### WRITTEN REQUEST
Count the lines in the listing below that contain the string "storage", with case taken into account, and give only that number.

### RECORDS FOR THIS TASK
────

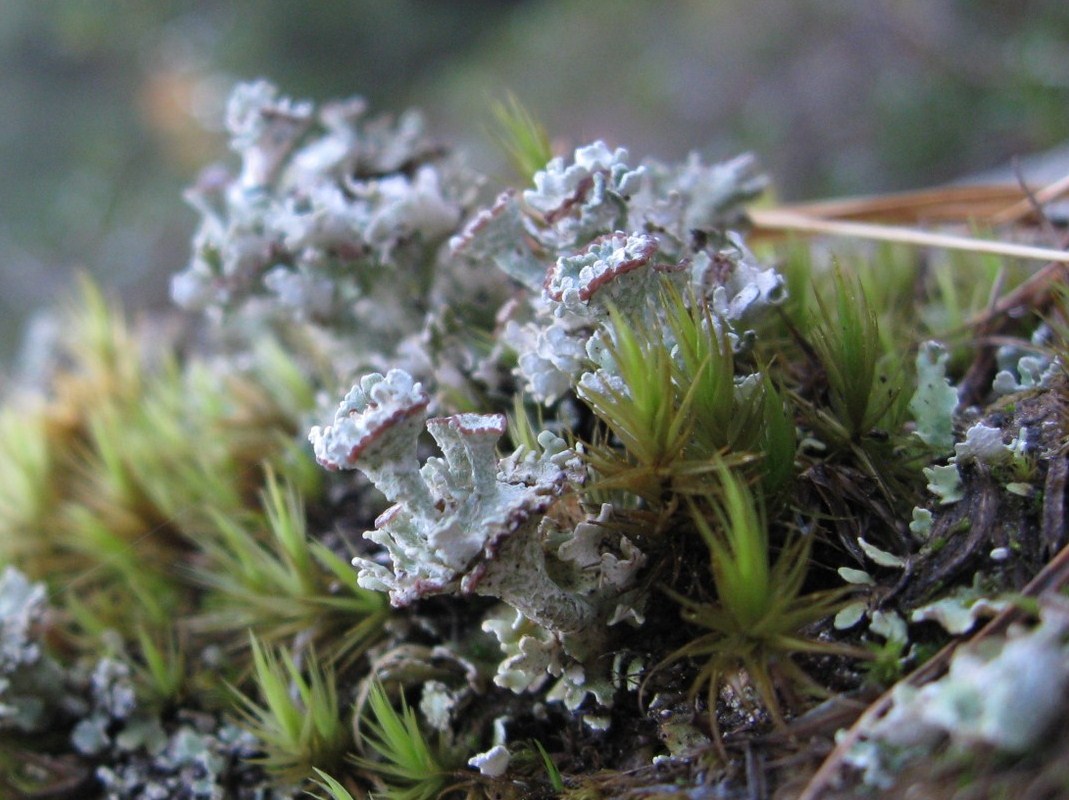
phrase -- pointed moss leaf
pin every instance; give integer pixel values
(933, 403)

────

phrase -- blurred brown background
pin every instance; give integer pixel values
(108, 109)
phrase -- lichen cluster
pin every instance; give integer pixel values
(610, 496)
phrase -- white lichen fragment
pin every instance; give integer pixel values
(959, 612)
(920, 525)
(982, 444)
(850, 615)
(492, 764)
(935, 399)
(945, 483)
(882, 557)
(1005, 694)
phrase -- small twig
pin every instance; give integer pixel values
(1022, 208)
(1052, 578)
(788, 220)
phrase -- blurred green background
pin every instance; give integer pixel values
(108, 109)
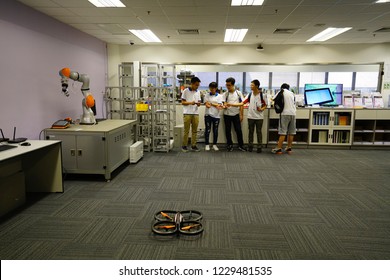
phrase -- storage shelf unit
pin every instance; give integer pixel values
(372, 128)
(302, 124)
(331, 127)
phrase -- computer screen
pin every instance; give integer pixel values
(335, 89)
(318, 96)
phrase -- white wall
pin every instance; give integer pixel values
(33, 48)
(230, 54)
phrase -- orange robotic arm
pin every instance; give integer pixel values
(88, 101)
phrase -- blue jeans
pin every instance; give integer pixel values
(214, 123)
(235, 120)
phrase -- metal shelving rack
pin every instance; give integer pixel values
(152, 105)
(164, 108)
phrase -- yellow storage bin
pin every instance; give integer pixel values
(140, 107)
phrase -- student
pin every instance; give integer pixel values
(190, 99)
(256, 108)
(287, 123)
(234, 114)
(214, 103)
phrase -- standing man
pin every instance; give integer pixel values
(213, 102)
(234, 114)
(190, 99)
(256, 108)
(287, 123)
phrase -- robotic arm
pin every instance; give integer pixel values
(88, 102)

────

### TASK RESPONSE
2